_Work to do_:
Every entry below must appear again, exactly as written.
>> BEGIN Stored rows
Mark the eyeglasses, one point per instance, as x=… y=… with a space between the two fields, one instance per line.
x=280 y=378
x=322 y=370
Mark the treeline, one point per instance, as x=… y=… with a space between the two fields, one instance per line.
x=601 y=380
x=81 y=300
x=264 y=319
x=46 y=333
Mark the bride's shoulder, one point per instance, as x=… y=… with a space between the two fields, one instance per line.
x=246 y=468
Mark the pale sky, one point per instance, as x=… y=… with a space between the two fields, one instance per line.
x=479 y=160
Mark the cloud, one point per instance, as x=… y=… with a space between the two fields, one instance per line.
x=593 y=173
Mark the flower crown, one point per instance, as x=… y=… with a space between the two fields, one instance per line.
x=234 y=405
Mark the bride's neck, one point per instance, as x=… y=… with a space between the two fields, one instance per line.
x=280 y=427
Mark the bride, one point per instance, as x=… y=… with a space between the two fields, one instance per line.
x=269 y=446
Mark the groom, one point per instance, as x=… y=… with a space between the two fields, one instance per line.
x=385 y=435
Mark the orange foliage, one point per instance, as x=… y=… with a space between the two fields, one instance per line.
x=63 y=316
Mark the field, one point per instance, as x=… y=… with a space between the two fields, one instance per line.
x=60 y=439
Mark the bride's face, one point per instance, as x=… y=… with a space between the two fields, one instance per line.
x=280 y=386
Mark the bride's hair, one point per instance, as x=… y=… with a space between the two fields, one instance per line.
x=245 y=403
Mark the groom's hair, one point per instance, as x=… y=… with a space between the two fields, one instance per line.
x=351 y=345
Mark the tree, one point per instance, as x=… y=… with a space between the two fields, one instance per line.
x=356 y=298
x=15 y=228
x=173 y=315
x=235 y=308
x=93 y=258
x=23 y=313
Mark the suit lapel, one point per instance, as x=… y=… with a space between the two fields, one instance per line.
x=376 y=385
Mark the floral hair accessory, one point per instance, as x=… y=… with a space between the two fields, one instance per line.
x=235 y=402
>> END Stored rows
_Exercise response_:
Mark the eyeglasses, one point per instance, as x=… y=… with a space between the two fields, one instance per line.
x=280 y=378
x=322 y=370
Mark the treeline, one point per instance, as x=… y=… with a space between the two fields, one instance per line.
x=601 y=380
x=81 y=300
x=264 y=319
x=46 y=333
Mark the bride's shoulder, one point per instance, as x=… y=… with a space between the two fields, one instance per line.
x=246 y=468
Mark the pale sky, one point per instance, as x=… y=… with a space between the two fields, one instance per line.
x=479 y=160
Mark the cloud, one point per instance, as x=… y=… with a space between the two fields, one instance per line.
x=593 y=173
Mark the flower crown, one point per instance, as x=… y=… with a space between the two fields, one instance per line.
x=234 y=405
Mark the bride's neck, one point per instance, as x=… y=… with a space between the two fields, one instance per line.
x=280 y=427
Mark the bride, one point per instance, as x=… y=… with a space between the two fields, one instance per line.
x=269 y=446
Mark the groom, one point per instance, as x=… y=… with a space between the two fields, one instance per line.
x=385 y=435
Mark the orange foliage, one point per instance, as x=… y=… with a space between the two fields, one instance per line.
x=63 y=316
Mark the field, one point per instance, as x=… y=… with a space between the two fields, one instance per line.
x=60 y=439
Mark the bride's face, one point per instance, as x=… y=… with a space between the two fields, one instance per line.
x=280 y=386
Mark the bride's hair, one point per instance, as x=… y=… with a space between the two fields, one instance per line.
x=245 y=403
Mark the groom's hair, one point per instance, as x=… y=… with a space between the two fields, one instance per line.
x=351 y=345
Mark the tree, one point per instance, as x=… y=… with a space between the two fields, one instance per line.
x=356 y=298
x=15 y=228
x=173 y=315
x=235 y=308
x=93 y=258
x=23 y=313
Mark the suit lapel, one point per instance, as x=… y=… with a space between the two fields, one instance per line.
x=376 y=385
Mark the floral hair accessory, one point per instance, as x=… y=… with a space between the two fields, one instance per line.
x=235 y=402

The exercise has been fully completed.